- RECORDED DATA
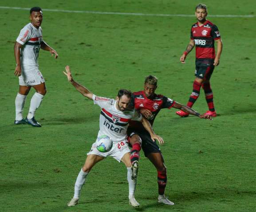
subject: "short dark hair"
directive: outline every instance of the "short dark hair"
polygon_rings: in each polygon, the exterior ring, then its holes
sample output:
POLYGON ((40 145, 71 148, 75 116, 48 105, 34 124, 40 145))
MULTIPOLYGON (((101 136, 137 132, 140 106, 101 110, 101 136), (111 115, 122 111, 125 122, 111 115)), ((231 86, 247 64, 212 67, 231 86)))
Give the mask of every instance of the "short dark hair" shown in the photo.
POLYGON ((39 12, 40 11, 42 11, 42 9, 41 9, 41 8, 39 8, 39 7, 34 7, 33 8, 32 8, 31 9, 30 9, 29 14, 31 15, 32 12, 39 12))
POLYGON ((207 11, 207 8, 206 7, 206 5, 205 4, 199 4, 197 5, 196 7, 196 11, 197 9, 204 9, 205 10, 205 11, 207 11))
POLYGON ((124 95, 125 95, 129 98, 131 98, 132 96, 132 92, 130 91, 128 91, 126 89, 119 90, 117 94, 117 96, 118 96, 118 98, 121 98, 124 95))
POLYGON ((158 85, 158 79, 156 76, 154 75, 149 75, 146 76, 144 84, 148 83, 150 85, 153 85, 155 86, 158 85))

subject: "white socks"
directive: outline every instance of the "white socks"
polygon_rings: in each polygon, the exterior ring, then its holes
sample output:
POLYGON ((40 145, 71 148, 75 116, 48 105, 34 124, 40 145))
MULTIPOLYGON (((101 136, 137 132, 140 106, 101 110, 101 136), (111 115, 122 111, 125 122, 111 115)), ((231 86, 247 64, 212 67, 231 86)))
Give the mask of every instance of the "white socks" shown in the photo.
POLYGON ((15 99, 16 120, 20 121, 23 118, 22 111, 23 110, 26 97, 27 96, 22 95, 19 93, 17 94, 17 96, 16 96, 16 98, 15 99))
POLYGON ((83 170, 83 168, 81 169, 75 184, 75 193, 73 198, 79 198, 81 189, 85 182, 85 180, 88 174, 87 172, 84 172, 83 170))
POLYGON ((135 192, 137 180, 132 180, 132 172, 131 167, 127 167, 127 180, 129 186, 129 199, 134 197, 135 192))
MULTIPOLYGON (((137 181, 132 180, 132 173, 130 167, 127 167, 127 180, 129 187, 129 199, 131 197, 134 197, 134 195, 135 192, 137 181)), ((83 184, 85 182, 85 180, 88 175, 87 172, 84 172, 83 170, 83 168, 81 169, 80 172, 78 174, 76 181, 75 184, 75 193, 73 198, 79 198, 81 189, 83 184)))
POLYGON ((41 94, 36 92, 33 95, 32 98, 31 98, 29 111, 27 117, 28 119, 31 119, 35 116, 35 112, 40 106, 43 96, 41 94))

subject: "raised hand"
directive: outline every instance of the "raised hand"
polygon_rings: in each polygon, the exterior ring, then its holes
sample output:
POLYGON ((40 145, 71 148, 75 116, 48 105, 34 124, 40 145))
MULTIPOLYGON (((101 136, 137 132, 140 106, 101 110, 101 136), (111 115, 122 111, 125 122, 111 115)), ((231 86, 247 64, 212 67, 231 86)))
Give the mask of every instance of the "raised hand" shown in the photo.
POLYGON ((65 67, 65 69, 66 69, 66 72, 63 72, 63 73, 67 76, 68 81, 71 81, 73 80, 73 78, 72 77, 72 75, 71 75, 71 72, 70 72, 69 65, 67 65, 66 67, 65 67))
POLYGON ((55 51, 55 50, 51 49, 50 50, 50 53, 51 54, 52 56, 53 56, 53 55, 55 55, 54 56, 55 59, 58 58, 59 57, 59 54, 58 54, 58 53, 57 53, 57 52, 55 51))

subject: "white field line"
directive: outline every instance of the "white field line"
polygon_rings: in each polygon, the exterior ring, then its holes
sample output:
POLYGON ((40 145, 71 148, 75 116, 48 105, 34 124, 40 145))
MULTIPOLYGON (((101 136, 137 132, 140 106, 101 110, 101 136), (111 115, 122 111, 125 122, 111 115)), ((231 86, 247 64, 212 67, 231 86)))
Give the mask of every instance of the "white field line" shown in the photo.
MULTIPOLYGON (((13 10, 23 10, 29 11, 30 8, 17 8, 11 7, 1 7, 0 9, 11 9, 13 10)), ((127 12, 101 12, 95 11, 83 11, 79 10, 58 10, 55 9, 43 9, 43 11, 49 11, 51 12, 62 12, 74 13, 89 13, 91 14, 103 15, 142 15, 145 16, 167 16, 167 17, 194 17, 194 15, 185 14, 146 14, 145 13, 134 13, 127 12)), ((210 17, 216 17, 220 18, 254 18, 255 15, 208 15, 210 17)))

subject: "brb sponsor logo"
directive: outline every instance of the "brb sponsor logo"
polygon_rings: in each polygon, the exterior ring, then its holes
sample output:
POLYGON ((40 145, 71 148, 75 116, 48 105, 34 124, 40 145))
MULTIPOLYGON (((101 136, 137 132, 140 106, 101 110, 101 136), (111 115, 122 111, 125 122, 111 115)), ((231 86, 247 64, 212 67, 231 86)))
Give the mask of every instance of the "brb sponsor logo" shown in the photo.
POLYGON ((153 108, 154 110, 158 110, 158 104, 157 103, 154 103, 153 105, 153 108))
POLYGON ((205 45, 206 41, 205 40, 201 40, 199 39, 195 39, 195 43, 196 45, 205 45))
POLYGON ((110 129, 111 131, 114 131, 118 133, 121 133, 122 131, 124 129, 122 128, 115 127, 106 120, 104 121, 103 125, 105 126, 108 129, 110 129))
POLYGON ((206 36, 207 35, 207 33, 208 32, 208 31, 207 30, 203 30, 203 31, 202 31, 202 34, 203 35, 204 35, 204 36, 206 36))

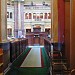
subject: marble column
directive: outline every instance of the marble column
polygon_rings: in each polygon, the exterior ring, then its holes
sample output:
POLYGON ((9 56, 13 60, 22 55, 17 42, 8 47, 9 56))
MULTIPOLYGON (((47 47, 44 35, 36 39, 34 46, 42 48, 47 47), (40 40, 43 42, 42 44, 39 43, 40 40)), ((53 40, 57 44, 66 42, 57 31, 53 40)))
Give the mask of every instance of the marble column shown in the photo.
POLYGON ((10 45, 7 40, 7 0, 0 0, 0 48, 3 49, 3 68, 5 69, 10 59, 10 45))
POLYGON ((75 71, 75 42, 74 41, 75 41, 75 0, 70 0, 70 67, 75 71))
POLYGON ((58 42, 58 0, 52 0, 52 39, 58 42))
POLYGON ((15 37, 24 35, 24 4, 23 1, 14 2, 15 37))

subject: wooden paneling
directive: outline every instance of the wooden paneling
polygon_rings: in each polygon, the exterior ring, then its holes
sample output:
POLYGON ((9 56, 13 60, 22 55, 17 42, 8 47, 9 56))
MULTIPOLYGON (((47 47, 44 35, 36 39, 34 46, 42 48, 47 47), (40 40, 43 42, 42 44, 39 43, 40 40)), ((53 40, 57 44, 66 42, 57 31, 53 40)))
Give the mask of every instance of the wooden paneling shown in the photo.
POLYGON ((75 0, 71 0, 70 64, 75 69, 75 0))
POLYGON ((58 0, 53 0, 52 9, 52 37, 54 42, 58 42, 58 0))
POLYGON ((65 2, 58 0, 58 42, 64 43, 65 2))

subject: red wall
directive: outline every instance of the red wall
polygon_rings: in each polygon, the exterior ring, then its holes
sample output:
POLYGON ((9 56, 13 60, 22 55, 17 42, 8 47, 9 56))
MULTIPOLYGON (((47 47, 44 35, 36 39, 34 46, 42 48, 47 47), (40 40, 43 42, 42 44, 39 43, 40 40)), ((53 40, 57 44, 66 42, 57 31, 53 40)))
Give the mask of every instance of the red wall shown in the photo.
POLYGON ((58 42, 64 42, 65 2, 58 0, 58 42))

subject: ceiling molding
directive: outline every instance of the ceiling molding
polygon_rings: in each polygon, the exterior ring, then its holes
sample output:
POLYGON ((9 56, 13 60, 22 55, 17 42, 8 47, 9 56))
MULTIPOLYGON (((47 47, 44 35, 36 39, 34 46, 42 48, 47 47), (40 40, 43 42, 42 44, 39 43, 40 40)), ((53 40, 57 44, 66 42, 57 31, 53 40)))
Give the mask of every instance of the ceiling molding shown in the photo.
POLYGON ((65 0, 65 2, 70 2, 70 0, 65 0))

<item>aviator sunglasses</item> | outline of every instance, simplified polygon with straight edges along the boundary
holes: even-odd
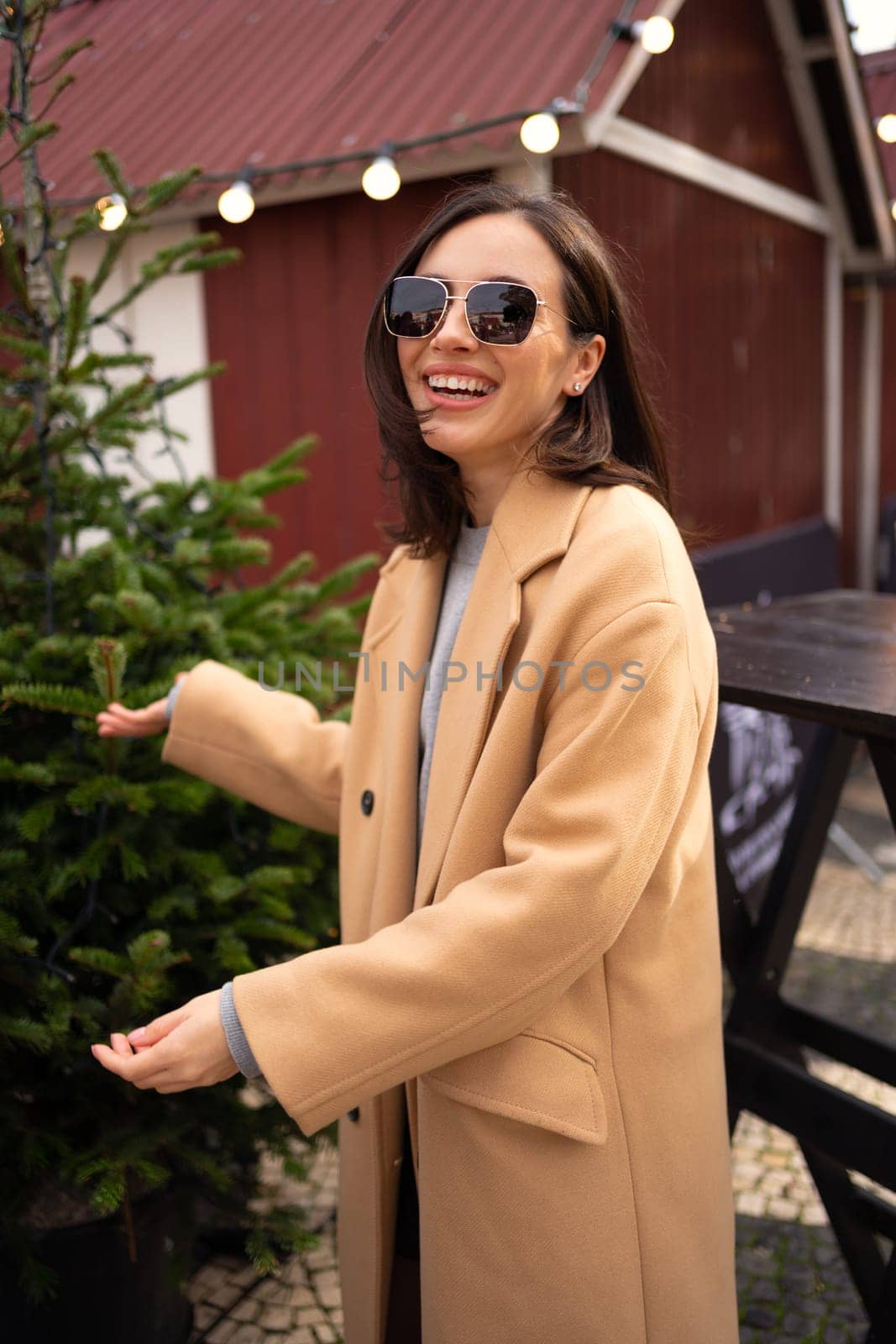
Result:
[[[398,276],[383,298],[386,329],[392,336],[422,340],[439,327],[453,298],[463,300],[466,324],[486,345],[519,345],[532,331],[539,308],[548,308],[528,285],[505,280],[461,280],[466,294],[449,294],[447,285],[430,276]],[[557,317],[566,317],[557,313]],[[572,319],[566,317],[572,323]],[[576,324],[572,323],[575,327]]]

- WORK TO BE COMPLETED
Echo the material from its first line through the line that contains "POLYGON ((207 11, 207", both ends included, and leave the pictures out of your answer.

- RESULT OF THE TASK
subject: "short dark hair"
directive: outline every instance of the "short dark hair"
polygon_rings: in each polygon, the exterior ring, then its holes
sample output:
POLYGON ((40 145, 71 148, 75 116, 48 105, 34 124, 40 145))
MULTIPOLYGON (((101 136, 137 132, 140 106, 101 110, 101 136), (111 115, 122 111, 125 122, 111 115)), ((231 86, 247 64, 212 67, 231 86)))
Give the mask of every instance of the "short dark hair" shown in the photo.
POLYGON ((39 12, 40 11, 42 11, 42 9, 41 9, 41 8, 39 8, 39 7, 34 7, 33 8, 32 8, 31 9, 30 9, 29 14, 31 15, 32 12, 39 12))
POLYGON ((207 11, 207 8, 206 7, 206 5, 205 4, 199 4, 197 5, 196 7, 196 11, 197 9, 204 9, 205 10, 205 11, 207 11))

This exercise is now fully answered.